=== Data supplied ===
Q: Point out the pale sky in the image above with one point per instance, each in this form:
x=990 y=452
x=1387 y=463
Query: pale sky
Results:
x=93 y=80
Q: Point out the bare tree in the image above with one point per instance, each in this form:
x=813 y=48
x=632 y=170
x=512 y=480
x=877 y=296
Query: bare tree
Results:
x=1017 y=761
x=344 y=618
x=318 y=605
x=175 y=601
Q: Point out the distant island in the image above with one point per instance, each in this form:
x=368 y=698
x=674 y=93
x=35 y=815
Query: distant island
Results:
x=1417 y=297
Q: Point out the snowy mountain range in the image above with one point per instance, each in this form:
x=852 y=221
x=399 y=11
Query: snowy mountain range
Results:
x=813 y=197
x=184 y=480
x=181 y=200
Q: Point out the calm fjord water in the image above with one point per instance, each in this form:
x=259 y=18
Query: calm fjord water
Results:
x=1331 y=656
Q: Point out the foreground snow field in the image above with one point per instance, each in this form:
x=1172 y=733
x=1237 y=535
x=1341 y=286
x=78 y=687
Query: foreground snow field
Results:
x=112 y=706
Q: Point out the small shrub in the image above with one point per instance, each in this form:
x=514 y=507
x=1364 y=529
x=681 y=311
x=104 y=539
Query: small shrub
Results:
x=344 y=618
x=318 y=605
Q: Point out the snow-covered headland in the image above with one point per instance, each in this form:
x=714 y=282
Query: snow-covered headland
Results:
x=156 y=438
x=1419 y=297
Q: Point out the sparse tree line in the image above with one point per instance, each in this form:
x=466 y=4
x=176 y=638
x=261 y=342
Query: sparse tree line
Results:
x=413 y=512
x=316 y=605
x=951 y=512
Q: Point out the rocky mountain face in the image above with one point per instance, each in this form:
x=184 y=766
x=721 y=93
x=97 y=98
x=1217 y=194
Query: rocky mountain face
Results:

=== Task to carry out ===
Every line from the one holding "x=261 y=342" through the last line of the listing above should be set down exactly, and nothing more.

=== Answer for the task ===
x=261 y=342
Query: sparse tree line
Results:
x=413 y=512
x=316 y=605
x=951 y=512
Q: Point out the rocky mountain face in the image above with one point per instance, each in this form:
x=184 y=766
x=721 y=93
x=97 y=98
x=1217 y=194
Query: rocky mountain face
Results:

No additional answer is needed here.